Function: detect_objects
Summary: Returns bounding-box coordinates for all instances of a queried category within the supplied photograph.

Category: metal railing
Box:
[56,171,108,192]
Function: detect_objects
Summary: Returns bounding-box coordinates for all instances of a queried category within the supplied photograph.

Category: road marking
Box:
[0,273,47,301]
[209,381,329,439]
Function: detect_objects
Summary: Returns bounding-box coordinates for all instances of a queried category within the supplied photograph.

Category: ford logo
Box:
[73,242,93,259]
==
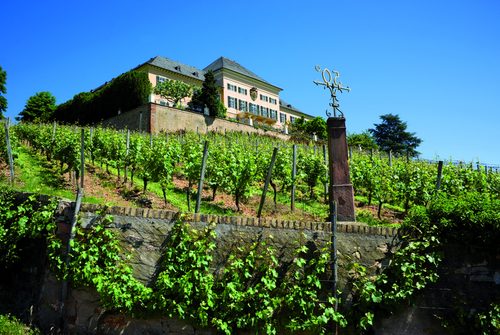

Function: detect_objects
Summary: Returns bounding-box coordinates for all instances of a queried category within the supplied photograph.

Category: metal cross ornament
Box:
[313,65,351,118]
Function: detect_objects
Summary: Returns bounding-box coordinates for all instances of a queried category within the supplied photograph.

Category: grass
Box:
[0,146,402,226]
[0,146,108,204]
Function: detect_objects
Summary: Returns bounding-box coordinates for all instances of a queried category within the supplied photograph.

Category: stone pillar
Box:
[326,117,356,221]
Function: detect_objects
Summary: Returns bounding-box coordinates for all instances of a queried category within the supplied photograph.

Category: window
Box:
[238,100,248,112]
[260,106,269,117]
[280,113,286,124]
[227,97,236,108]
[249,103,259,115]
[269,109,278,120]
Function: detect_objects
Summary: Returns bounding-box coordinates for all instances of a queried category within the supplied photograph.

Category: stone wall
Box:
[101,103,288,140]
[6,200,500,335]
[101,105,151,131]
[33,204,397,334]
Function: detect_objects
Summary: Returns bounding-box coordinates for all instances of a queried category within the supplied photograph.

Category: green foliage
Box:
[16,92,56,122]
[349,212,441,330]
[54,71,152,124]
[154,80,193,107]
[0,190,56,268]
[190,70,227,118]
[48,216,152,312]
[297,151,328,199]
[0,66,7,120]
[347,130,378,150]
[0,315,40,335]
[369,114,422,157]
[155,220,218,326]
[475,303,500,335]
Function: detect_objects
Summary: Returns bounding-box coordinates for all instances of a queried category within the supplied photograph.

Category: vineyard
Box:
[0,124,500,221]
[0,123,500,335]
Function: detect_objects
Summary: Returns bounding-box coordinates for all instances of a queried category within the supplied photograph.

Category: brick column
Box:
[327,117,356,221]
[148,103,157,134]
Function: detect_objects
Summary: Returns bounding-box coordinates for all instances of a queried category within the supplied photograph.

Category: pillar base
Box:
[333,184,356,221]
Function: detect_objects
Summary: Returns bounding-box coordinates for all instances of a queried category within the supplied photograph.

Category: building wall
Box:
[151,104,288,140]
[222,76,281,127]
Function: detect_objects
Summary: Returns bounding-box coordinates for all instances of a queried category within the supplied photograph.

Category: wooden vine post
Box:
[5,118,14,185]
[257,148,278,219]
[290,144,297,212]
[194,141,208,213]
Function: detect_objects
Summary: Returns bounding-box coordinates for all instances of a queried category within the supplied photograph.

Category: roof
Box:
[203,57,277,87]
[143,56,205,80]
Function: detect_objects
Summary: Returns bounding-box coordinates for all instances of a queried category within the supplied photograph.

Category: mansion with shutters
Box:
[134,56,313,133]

▶ The exercise: Show every line of the items above that contains the word "stone". Case counts.

▶ Exercise answer:
Category: stone pillar
Category: stone wall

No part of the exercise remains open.